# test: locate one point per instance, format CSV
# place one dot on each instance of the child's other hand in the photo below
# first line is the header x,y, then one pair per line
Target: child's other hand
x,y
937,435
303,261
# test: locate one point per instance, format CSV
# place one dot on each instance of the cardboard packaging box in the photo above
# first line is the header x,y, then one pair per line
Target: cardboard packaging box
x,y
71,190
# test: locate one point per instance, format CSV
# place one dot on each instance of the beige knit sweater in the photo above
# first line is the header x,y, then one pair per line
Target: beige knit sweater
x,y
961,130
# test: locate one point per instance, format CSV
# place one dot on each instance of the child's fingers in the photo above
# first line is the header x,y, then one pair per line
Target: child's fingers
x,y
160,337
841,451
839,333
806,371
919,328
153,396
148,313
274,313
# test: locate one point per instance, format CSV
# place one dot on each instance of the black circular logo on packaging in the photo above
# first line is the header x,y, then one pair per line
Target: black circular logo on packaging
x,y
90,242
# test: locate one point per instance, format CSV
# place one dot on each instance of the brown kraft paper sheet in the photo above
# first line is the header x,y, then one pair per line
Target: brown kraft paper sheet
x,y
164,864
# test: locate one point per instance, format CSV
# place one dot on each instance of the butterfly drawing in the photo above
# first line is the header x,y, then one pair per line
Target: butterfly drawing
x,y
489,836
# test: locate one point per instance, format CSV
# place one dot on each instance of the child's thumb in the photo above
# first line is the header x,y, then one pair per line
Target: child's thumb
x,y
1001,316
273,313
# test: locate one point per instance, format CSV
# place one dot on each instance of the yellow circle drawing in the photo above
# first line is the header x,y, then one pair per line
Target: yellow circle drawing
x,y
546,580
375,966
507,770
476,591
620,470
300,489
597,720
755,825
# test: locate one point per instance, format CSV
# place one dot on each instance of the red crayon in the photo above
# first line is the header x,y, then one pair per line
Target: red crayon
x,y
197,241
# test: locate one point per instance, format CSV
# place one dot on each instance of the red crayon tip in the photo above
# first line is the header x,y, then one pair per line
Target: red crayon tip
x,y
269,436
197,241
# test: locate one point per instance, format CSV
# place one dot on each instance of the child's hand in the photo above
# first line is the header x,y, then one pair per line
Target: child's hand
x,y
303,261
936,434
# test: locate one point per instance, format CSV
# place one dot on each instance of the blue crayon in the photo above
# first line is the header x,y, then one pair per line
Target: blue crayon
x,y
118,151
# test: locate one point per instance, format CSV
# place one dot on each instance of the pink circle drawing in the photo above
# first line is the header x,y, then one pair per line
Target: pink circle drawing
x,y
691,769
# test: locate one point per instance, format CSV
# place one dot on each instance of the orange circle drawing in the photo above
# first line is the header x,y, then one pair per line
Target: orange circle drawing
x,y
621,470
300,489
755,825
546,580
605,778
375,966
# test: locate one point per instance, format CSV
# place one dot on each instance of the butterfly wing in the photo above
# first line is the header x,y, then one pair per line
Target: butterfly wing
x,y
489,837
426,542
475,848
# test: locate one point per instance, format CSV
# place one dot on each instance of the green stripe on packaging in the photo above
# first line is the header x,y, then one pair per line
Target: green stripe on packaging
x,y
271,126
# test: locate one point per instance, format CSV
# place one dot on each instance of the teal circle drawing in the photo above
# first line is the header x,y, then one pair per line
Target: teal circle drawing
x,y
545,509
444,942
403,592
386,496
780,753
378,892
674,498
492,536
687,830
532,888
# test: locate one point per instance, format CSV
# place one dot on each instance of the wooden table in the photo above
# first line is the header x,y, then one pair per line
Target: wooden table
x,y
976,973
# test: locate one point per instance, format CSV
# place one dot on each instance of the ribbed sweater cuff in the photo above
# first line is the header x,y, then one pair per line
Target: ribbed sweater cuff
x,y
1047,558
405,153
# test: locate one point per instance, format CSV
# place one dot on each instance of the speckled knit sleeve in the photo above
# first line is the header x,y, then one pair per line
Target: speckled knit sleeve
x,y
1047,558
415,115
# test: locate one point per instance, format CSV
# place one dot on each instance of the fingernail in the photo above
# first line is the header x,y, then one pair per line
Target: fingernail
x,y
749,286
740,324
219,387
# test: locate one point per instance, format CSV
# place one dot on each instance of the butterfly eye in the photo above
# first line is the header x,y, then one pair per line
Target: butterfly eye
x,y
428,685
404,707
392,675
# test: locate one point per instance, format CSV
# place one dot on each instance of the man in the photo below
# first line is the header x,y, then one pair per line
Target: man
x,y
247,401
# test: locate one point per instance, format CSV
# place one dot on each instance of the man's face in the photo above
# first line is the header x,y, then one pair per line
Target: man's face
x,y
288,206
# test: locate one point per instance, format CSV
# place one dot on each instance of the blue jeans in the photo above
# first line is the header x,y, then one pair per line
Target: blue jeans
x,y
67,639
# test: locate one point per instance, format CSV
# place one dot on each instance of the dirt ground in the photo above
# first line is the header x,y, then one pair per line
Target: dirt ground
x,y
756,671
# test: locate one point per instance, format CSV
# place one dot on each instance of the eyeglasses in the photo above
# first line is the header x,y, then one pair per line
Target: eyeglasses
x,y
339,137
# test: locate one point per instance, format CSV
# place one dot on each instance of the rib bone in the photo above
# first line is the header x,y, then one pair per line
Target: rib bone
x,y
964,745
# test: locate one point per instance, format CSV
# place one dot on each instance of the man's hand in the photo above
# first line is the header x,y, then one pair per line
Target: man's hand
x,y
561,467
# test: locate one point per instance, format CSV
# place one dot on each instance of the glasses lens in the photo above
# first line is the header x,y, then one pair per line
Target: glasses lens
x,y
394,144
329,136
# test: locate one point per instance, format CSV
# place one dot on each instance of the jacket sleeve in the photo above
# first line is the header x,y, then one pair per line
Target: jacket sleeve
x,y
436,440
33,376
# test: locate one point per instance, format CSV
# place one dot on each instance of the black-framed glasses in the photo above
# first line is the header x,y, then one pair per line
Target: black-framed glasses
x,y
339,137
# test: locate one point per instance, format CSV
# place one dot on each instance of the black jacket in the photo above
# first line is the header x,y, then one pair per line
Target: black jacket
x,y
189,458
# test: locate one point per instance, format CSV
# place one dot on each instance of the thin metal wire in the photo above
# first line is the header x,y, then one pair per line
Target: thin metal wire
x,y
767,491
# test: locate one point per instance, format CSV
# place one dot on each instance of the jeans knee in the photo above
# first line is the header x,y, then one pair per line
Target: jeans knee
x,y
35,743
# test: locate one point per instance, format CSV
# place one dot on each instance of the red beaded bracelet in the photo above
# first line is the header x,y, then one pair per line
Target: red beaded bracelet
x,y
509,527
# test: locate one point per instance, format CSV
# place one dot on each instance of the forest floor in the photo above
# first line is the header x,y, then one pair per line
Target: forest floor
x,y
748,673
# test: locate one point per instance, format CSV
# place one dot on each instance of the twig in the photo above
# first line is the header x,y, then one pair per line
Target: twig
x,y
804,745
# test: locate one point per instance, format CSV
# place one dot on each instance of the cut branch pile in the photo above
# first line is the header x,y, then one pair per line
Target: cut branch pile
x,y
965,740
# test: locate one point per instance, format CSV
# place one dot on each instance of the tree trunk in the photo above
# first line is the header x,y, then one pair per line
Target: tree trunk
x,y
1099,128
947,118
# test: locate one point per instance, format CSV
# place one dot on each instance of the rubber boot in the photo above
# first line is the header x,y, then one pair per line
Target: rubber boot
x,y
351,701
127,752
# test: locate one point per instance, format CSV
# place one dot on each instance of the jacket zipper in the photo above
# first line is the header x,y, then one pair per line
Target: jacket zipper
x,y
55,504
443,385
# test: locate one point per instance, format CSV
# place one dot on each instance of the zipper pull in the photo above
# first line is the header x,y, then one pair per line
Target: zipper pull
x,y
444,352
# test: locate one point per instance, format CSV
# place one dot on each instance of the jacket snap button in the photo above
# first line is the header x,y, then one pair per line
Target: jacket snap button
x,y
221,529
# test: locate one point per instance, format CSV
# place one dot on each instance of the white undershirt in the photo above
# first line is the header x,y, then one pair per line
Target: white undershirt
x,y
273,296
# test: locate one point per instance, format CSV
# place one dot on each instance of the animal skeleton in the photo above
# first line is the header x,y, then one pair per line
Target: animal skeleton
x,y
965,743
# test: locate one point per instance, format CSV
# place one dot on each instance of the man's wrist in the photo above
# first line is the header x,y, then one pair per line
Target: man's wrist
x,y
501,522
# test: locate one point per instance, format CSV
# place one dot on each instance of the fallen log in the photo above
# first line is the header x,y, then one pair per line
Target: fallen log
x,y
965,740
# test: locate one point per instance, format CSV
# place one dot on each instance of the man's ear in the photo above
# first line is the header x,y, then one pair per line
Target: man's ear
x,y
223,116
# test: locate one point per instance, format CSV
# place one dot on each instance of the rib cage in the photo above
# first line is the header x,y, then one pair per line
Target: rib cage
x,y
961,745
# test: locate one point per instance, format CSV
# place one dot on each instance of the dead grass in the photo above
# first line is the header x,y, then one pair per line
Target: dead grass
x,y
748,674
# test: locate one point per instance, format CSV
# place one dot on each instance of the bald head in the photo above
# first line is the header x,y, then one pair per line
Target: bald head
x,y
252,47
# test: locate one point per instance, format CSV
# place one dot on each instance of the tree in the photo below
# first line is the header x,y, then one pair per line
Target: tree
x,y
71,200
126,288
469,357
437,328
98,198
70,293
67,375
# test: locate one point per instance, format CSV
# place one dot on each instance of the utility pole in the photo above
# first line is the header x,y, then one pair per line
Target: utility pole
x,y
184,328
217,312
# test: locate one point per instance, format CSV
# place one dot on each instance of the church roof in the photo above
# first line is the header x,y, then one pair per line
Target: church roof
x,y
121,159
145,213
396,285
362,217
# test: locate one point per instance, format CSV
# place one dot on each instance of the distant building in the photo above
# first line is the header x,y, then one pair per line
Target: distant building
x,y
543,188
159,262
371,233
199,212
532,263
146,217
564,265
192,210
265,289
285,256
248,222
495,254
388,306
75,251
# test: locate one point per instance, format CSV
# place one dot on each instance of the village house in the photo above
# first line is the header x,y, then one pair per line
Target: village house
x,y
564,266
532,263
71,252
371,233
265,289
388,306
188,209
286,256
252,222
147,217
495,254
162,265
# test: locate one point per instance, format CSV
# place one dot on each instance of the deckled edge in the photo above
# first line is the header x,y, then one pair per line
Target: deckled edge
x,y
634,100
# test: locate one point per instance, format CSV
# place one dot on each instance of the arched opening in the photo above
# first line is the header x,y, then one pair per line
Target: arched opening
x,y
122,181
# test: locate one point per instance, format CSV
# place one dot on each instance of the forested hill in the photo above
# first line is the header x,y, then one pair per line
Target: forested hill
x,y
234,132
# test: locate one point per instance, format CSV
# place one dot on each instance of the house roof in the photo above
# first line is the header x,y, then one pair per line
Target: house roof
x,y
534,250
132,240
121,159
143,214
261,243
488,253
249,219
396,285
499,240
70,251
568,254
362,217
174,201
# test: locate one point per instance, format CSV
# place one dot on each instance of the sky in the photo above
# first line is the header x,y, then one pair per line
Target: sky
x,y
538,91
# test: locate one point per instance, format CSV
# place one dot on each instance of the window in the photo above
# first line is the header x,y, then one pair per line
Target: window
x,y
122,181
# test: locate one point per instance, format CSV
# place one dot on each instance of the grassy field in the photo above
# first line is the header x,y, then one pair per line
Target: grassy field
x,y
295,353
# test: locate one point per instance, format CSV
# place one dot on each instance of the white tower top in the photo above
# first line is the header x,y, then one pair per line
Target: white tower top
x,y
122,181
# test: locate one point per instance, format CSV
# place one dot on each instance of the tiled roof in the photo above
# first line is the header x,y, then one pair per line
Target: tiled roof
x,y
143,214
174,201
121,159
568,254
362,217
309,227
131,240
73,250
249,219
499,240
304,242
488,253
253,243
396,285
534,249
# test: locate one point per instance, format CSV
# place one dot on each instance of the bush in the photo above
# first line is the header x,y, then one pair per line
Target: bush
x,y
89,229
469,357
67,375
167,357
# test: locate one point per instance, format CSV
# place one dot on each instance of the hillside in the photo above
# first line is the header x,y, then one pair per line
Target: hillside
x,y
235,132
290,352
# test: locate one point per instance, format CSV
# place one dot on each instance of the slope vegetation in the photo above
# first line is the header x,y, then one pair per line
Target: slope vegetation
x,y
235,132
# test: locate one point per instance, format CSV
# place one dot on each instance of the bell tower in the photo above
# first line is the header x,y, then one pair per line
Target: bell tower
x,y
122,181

----------------

What this task involves:
Locate every line in the records above that contains the string "knee", and copy each of those lines. Treat the match as case-sensitive.

Exercise answer:
# place one dot on each instance of the jeans knee in the photo above
Target: jeans knee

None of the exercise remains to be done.